### DIRECTIONS:
Retype every entry below without altering anything.

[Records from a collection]
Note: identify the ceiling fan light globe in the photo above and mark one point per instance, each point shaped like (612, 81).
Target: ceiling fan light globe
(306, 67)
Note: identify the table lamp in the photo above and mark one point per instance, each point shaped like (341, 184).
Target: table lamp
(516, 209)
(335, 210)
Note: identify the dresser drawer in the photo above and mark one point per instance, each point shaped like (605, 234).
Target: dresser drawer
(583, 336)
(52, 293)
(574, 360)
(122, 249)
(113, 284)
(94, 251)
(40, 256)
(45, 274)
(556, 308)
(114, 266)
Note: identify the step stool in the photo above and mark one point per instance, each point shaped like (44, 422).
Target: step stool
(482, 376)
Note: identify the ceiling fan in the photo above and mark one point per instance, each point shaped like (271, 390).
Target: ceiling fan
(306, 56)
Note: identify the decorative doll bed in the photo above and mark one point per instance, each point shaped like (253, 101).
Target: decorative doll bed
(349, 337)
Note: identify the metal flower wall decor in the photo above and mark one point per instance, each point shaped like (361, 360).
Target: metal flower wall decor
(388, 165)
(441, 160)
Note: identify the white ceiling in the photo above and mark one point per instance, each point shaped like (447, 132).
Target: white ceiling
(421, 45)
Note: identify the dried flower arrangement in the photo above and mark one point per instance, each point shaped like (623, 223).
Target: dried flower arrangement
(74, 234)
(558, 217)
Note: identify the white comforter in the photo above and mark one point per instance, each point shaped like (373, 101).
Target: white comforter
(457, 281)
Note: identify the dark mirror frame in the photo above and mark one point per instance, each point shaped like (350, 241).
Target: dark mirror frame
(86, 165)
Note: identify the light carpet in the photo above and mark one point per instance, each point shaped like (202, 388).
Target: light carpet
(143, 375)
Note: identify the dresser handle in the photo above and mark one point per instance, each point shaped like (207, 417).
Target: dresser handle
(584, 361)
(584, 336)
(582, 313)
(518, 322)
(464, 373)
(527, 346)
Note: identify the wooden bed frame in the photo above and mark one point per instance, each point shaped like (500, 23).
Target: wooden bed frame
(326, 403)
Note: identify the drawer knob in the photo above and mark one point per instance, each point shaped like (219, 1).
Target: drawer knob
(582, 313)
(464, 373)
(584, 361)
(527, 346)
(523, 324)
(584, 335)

### EXPECTED ANSWER:
Note: identify the ceiling fan light globe in the photo above and mark one point per instance, each point shaped like (612, 81).
Target: ceiling fan light globe
(306, 67)
Note: identify the table lamp in the photo above and mark one point per instance, each point shaped like (341, 184).
Target: table lamp
(516, 209)
(335, 210)
Note: identify the dresser drawer in the photo above and mark one point per instance, each point shaped like (605, 234).
Target: dresser drawer
(583, 336)
(52, 293)
(574, 360)
(122, 249)
(113, 284)
(94, 251)
(40, 256)
(45, 274)
(556, 308)
(114, 266)
Note: identify the step stool in the photo above and mark one point per instance, each point shaped like (44, 422).
Target: step stool
(482, 376)
Note: identify the ceiling fan in the photo above and mark one point per instance, each point shaped like (271, 390).
Target: ceiling fan
(306, 56)
Note: identify the decorative doll bed in the photo above and mark one point per instance, each point shaped like (253, 101).
Target: decorative doll bed
(349, 337)
Note: identify the metal flower wall decor in the photo above and mark one point per instance, each point shaped like (361, 360).
Target: metal flower wall decor
(388, 165)
(441, 160)
Note: identify the white ceiling in the photo above and mark one point per instance, each point shaped like (447, 132).
Target: white ceiling
(421, 45)
Note: identify the dried flower arrangement in the photo above and mark one point per instance, each point shaped like (623, 223).
Target: dried flower arrangement
(74, 234)
(558, 217)
Note: identify the white comforter in the photo above and mark one point per instance, each point shaped like (373, 101).
Target: white comforter
(457, 281)
Note: identify the dark mirror frame in the photo above and mark one point per instance, each point shaped like (350, 241).
Target: dark mirror frame
(86, 165)
Note: identify the light carpet in the photo above and mark one point per instance, each point shaped like (202, 388).
Target: light carpet
(143, 375)
Note: identify the dresser handle in the photo above and mark one point per instance, each point shaped like (207, 417).
Target: dresser handle
(584, 361)
(584, 336)
(582, 313)
(518, 322)
(464, 373)
(527, 346)
Note: identify the wooden bed frame in the photo above and mark one point per instance, each point shaped like (500, 23).
Target: wooden bed frame
(326, 403)
Note: identify the drawer knob in the photo above and mark one point per instance, each point shaped like (219, 1).
Target: drawer knob
(582, 313)
(464, 373)
(584, 361)
(527, 346)
(523, 324)
(584, 335)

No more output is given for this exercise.